Hospitals have less price transparency and are more likely to drop certain types of lower-margin care, critics say, compared to when they were treated similar to utilities.
It seems unfathomable that an electric utility would simply shut down and leave a community in the dark. Or a phone provider. Or a water company. And until recently, many in Wisconsin’s Chippewa Valley would have said the same thing about seeing not one but two local hospitals abruptly announce total closures. But it did happen and consumer advocates and some elected officials want to see more oversight on behalf of patients, employees, and local economies.
While stopping short of calling for an outright return of the old Wisconsin Hospital Rate Setting Commission, Citizen Action of Wisconsin executive director Robert Kraig made clear in an UpNorthNews Radio appearance and a recent news conference in Eau Claire that an unrestrained corporate profit motive in the private sector requires a consumer watchdog in the public sector.
“We have the most expensive health care system in the world,” Kraig said. “It’s driving massive amounts of medical debt. And yet we don’t cover everyone. And people don’t even use their health insurance often because they’re afraid they can’t afford the copays, deductibles. It’s a huge problem.”
Kraig said there has been an understandable focus on inflation recently, but consumers are worried about more than the price of gas or mortgage payments.
“The thing people are most fearful of—and concerned about the cost of—is health care,” Kraig said. “The solutions are right in front of us, and it has to do, quite frankly, with privatization. Our hospitals are unregulated, unlike the utilities where rate increases have to get approved by the Public Service Commission.”

■ Extracted records ■

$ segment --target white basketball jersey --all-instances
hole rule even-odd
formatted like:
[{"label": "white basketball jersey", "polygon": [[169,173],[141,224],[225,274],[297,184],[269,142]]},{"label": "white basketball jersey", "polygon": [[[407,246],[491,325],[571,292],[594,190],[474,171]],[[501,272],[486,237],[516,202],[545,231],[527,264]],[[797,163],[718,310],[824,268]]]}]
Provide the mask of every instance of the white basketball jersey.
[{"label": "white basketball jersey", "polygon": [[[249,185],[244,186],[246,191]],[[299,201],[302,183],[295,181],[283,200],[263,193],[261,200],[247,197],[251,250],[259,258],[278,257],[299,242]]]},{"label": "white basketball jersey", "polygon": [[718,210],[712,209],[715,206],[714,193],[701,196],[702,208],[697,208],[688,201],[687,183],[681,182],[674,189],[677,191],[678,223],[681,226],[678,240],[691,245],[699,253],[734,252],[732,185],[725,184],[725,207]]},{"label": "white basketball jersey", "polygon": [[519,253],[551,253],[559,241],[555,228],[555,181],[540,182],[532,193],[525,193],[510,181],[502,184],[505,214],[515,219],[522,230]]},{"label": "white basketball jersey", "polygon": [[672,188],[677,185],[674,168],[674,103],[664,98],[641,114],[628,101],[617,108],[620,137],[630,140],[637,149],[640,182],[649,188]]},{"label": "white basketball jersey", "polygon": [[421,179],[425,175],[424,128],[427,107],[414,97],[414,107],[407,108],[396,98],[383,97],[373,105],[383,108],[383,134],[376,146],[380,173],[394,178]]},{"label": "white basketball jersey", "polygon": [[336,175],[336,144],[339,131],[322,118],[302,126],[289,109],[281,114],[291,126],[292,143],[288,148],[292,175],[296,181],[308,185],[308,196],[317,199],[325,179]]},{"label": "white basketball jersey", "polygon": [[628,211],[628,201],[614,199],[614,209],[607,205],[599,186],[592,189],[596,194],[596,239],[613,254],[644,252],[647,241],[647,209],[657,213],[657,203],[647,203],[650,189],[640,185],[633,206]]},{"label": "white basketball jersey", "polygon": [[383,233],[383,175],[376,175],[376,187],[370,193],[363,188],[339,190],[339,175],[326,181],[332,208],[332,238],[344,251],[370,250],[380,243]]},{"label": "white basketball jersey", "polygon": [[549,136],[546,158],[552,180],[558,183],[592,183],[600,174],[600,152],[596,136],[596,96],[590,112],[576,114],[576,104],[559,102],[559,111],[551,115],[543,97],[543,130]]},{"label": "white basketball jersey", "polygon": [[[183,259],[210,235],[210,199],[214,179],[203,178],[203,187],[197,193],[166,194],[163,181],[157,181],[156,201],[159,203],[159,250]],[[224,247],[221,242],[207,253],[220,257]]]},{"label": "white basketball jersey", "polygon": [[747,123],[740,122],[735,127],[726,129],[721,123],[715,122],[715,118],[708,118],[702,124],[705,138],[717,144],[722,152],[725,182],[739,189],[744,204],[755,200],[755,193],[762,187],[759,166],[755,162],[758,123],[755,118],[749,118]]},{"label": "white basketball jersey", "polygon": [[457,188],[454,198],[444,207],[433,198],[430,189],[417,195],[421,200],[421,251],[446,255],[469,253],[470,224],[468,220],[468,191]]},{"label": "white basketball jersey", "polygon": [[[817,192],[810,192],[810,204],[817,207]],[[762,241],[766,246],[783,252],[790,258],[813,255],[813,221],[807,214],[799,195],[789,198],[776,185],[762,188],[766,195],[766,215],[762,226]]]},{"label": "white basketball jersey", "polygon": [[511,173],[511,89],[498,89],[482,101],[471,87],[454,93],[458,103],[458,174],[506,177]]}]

■ Task requirements ■
[1] In the article on Wisconsin hospital oversight, which body must approve rate increases for utilities?
[2] Write the next few paragraphs of the article on Wisconsin hospital oversight, picking up after its final sentence.
The rows have no connection to the article on Wisconsin hospital oversight.

■ Responses for each task ■
[1] The Public Service Commission.

[2]
Hospital rates have been a topic of policy conversations dating back to the early 1970s, when state government tried a variety of approaches that were sometimes voluntary, sometimes partnerships, and sometimes state-imposed. That changed, Kraig said, in the 1980s, a period when “Reaganomics” embraced self-regulation by businesses.
“Hospitals got themselves deregulated,” Kraig said. “They can build anything they want. This has helped drive massive costs and very dangerous closures, as predatory competition between these huge hospital monopolies undercut some players that [then] leave the market. That happened in the Chippewa Valley.”
Earlier this year, Illinois-based Hospital Sisters Health System (HSHS) shocked the community by announcing it would close Sacred Heart Hospital in Eau Claire and St. Joseph’s Hospital in Chippewa Falls, affecting more than 1,000 workers and countless patients who had to make new arrangements for surgeries, baby deliveries, check-ups, chemotherapy, drug and alcohol counseling, and many other services.
Sen. Jeff Smith, a Democrat from the Eau Claire County town of Brunswick, requested a legislative study committee to look into the closures and determine options that could help other Wisconsin communities avoid similar disruption, but majority Republicans opposed it.
In Kraig’s view, better state oversight would also address the wide fluctuations in prices for similar procedures.
“Billing is not transparent,” Kraig said. “It’s complicated, and you don’t know what the price is going to be. When you buy a car, when you buy a TV, you know the price you’re going to pay. You don’t know in health care. You can’t find out. And the prices don’t make sense. They’re all over the maps. One hospital will charge four times for the same procedure as another guy’s, but the other will charge less for a different procedure. And there are all these different billers involved and so it’s deliberately opaque.”
The conditions exist even with providers that are categorized as non-profit.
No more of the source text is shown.